___ Data ___

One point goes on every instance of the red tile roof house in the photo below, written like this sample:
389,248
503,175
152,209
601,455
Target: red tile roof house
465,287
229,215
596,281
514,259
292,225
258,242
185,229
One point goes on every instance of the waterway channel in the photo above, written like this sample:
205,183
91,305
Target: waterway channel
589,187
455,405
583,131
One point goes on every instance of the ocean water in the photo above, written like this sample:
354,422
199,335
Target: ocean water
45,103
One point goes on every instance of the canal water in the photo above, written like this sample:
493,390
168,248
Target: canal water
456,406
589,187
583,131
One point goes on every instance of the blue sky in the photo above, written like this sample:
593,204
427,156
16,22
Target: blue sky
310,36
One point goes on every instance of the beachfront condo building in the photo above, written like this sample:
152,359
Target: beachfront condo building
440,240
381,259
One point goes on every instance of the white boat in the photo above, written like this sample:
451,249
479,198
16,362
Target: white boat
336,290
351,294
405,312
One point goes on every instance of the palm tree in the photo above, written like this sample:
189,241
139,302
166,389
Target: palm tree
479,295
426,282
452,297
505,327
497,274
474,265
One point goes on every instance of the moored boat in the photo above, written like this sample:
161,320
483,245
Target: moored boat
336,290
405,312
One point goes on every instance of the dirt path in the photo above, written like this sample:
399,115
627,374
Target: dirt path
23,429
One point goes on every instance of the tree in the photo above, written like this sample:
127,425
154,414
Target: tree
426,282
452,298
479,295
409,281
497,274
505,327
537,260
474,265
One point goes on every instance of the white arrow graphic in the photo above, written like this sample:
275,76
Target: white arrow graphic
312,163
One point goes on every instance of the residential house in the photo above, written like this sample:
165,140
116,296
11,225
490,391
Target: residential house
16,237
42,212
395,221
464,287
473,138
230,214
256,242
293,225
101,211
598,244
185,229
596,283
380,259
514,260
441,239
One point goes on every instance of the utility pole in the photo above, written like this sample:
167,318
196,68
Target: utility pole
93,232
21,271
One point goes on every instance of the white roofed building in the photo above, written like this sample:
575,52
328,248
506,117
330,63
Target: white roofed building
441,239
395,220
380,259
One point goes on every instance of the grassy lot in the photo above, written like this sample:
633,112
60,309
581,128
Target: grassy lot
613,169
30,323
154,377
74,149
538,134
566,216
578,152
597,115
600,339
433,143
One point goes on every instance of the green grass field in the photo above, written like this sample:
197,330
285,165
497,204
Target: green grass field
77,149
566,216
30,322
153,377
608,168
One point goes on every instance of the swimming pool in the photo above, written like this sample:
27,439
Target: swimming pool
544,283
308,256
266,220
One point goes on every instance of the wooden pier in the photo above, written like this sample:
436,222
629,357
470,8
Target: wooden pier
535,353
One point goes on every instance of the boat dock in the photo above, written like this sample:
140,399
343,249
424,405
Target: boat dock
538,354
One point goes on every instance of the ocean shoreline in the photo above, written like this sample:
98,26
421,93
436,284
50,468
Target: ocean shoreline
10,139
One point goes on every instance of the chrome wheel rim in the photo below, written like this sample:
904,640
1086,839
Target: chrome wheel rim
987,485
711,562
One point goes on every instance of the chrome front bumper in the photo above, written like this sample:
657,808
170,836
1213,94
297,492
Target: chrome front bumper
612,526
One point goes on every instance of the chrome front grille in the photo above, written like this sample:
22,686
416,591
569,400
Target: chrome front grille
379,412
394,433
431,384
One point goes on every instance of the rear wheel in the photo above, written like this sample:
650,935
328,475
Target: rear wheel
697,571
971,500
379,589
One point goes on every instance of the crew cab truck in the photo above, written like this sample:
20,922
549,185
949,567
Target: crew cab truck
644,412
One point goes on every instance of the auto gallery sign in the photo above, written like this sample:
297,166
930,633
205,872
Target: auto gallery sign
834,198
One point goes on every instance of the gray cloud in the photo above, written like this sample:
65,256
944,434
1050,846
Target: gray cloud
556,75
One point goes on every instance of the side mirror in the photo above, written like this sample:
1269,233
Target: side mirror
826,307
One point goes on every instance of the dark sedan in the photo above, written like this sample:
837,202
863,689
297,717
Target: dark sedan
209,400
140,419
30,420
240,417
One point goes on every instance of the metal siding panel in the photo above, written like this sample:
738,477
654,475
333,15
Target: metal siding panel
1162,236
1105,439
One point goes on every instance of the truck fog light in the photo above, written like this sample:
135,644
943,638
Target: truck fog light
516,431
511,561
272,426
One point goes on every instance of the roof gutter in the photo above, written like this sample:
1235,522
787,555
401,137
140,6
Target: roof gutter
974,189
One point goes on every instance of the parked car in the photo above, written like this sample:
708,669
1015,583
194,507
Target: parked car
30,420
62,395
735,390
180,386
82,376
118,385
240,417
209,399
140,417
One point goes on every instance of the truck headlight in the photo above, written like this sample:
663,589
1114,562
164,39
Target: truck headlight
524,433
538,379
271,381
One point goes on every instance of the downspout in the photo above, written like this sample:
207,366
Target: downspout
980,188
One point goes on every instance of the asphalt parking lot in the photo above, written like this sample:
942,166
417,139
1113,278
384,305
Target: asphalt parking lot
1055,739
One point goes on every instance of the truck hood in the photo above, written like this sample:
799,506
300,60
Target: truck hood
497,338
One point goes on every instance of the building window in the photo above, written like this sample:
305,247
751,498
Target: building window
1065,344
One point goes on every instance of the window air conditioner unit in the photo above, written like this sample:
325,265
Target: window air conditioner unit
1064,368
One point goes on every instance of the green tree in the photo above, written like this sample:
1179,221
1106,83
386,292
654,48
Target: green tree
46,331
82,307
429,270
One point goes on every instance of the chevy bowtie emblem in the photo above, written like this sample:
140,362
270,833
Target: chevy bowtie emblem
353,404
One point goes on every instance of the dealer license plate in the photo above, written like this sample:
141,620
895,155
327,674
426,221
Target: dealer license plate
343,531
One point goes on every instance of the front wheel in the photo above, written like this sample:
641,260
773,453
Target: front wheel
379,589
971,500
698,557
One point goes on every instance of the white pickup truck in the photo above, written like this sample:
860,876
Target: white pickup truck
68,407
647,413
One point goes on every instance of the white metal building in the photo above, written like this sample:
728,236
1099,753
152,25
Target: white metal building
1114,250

___

◆ Work item ◆
Your task is to retype the data exactly, with no line missing.

◆ Solution to this problem ◆
One point goes on every instance of the red tile roof house in the photo below, written like this sample:
389,248
503,175
152,209
601,455
Target: red tile roof house
465,287
229,215
596,281
514,259
292,225
258,242
185,229
One point goes on every instance of the waterway channel in the photo above, written like this sample:
205,183
91,305
Target: waterway channel
589,187
455,405
583,131
One point goes on every instance of the ocean water in the photo above, written like this sample:
354,422
199,335
Target: ocean water
45,103
One point goes on every instance of the canal water in the photo above, written like this sample:
493,390
168,248
Target: canal water
456,406
589,187
583,131
One point goes on every instance of the blue sky in the photo above, written like this sample:
593,204
427,156
16,22
Target: blue sky
310,36
One point goes on every instance of the beachfront condo building in the photo above, written like this sample:
152,359
Target: beachfront condo building
440,240
381,259
One point goes on every instance of the white boat in the photo above, written like this sample:
451,249
479,198
16,362
Target: white boat
336,290
351,294
405,312
One point goes on every instance of the palm tree in the photo above, written like this sample:
189,241
139,302
166,389
Target: palm tree
479,295
426,282
452,297
505,327
497,274
474,265
One point goes on every instance of the moored boat in the photo above, written like this sample:
161,320
483,245
Target: moored boat
336,290
405,312
One point goes on every instance of the dirt path in the photo above, written like this sample:
399,115
627,374
Target: dirt path
23,429
One point goes on every instance of the tree in the photo above, written like this sample:
127,425
154,414
Target: tree
426,282
452,298
479,295
409,281
497,274
505,327
537,260
474,265
One point goes on every instance of the white arrow graphic in the photo above, written like this sample:
275,76
Target: white arrow graphic
312,163
One point goes on every instance of the residential house in the photo above, written like this sample:
165,140
116,296
11,225
490,391
Target: residential house
16,237
42,212
395,221
464,287
473,138
230,214
256,242
293,225
101,211
598,244
185,229
596,283
380,259
514,260
441,239
One point goes on every instance of the utility pole in the photo above, written like this sample:
167,318
196,68
Target: utility pole
93,232
21,271
One point goes on every instance of the white roofed building in the photo above, written like this sample:
575,52
328,248
506,117
330,63
Target: white roofed building
441,239
395,220
380,259
One point goes on every instance of the grassy lot in the photo above, written like this sample:
633,112
60,309
581,128
Target: grassy lot
613,169
30,323
154,377
74,149
538,134
566,216
578,152
597,115
600,339
433,143
One point goes on every instance of the green grass field in the photo above, written like this sample:
197,330
285,165
497,204
Target: green grass field
77,149
566,216
30,322
153,377
608,168
One point goes on every instance of the swimming pool in the photo above, written like this sample:
27,439
Target: swimming pool
544,283
308,256
266,220
One point goes on every instance of the wooden pier in the photo above, written like this sample:
436,222
629,357
470,8
Target: wooden pier
535,353
One point goes on every instance of the boat dock in the photo above, written like this sample:
140,399
343,249
424,405
Target: boat dock
538,354
One point goes on every instance of the ocean shoreline in the photo above, written like this sample:
98,26
421,93
436,284
50,468
Target: ocean shoreline
10,139
One point goes on every instance of the chrome wheel rim in the photo below, written like this sample:
904,640
1086,839
Target: chrome wheel rim
987,485
711,562
One point goes on every instance of the chrome front bumper in the photo above, written like this sample:
657,808
170,836
1213,94
297,492
Target: chrome front bumper
612,526
One point goes on every instance of the chrome front grille in the photo above, written like this sample:
22,686
416,591
569,400
Target: chrome front grille
379,412
394,433
431,384
One point goes on every instance of the rear wheel in the photo above, written like this sample:
650,935
328,475
Target: rear wheel
697,571
971,500
379,589
One point goes on every instance of the crew cab truck in the photo above, written like this sample:
20,922
549,185
949,567
Target: crew cab truck
644,412
One point goes on every instance of the auto gallery sign in the photo above, written like this sample:
297,166
930,633
205,872
Target: auto gallery sign
834,198
One point goes on every instance of the gray cloud in the photo above, written like this sample:
65,256
944,434
1050,846
Target: gray cloud
556,75
One point goes on every instance of the side mirror in the photo above, written like this sample:
1269,233
Target: side mirror
826,307
One point goes on every instance of the dark sedan in the photo above, written like this sample:
837,202
863,689
297,717
Target: dark sedan
209,400
140,419
30,420
240,417
One point goes on every instance of the metal siding panel in the photo above, written like this sample:
738,477
654,475
333,15
Target: metal siding panel
1162,236
1105,439
One point goes on every instance of the truck fog light in the photo above, written like this sample:
135,644
943,638
Target: truck fog light
516,431
511,561
272,426
One point goes on every instance of the roof gutter in the photo above, written like this sample:
1235,522
787,555
401,137
140,6
Target: roof gutter
974,189
One point goes on every instance of the parked car in the photo above, written like this sample:
708,669
1015,583
194,507
Target: parked car
30,420
62,395
735,390
180,386
82,376
118,385
240,417
209,399
140,417
One point goes on every instance of the truck headlight in the photo above, written like this sample:
663,589
1114,562
164,39
Target: truck headlight
524,433
538,379
271,381
One point goes on every instance of the downspout in the photo above, written like this sample:
207,366
Target: downspout
980,188
One point goes on every instance of the asphalt parking lot in the photo above, written like this sample:
942,166
417,139
1113,278
384,305
Target: asphalt parking lot
1055,739
One point goes on every instance of the truck hood in the photo above, written like this sample:
799,506
300,60
Target: truck hood
497,338
One point goes on every instance of the building window in the photo above, written like this sample:
305,247
751,498
Target: building window
1065,344
One point goes on every instance of the window air conditioner unit in the photo above, written like this sample:
325,265
Target: window air conditioner unit
1064,368
One point goes on every instance of the green tree in the photo above, written like this sample:
1179,221
1106,83
386,292
654,48
Target: green tree
46,331
82,307
429,270
One point goes on every instance of the chevy bowtie emblem in the photo above, written like this sample:
140,362
270,833
Target: chevy bowtie emblem
353,404
One point goes on every instance of the dealer license plate in the photo above, written like this sample:
141,620
895,155
327,674
426,221
Target: dealer license plate
343,531
One point goes on every instance of the front wheel in the photo above, written like this sample:
641,260
773,453
Target: front wheel
379,589
971,500
698,557
One point goes on every instance of the white pickup truck in the photo above, written like this sample:
860,876
Target: white pickup truck
68,407
647,413
One point goes on every instance of the white metal building in the photo above, written like this sample:
728,236
1099,753
152,25
Target: white metal building
1114,250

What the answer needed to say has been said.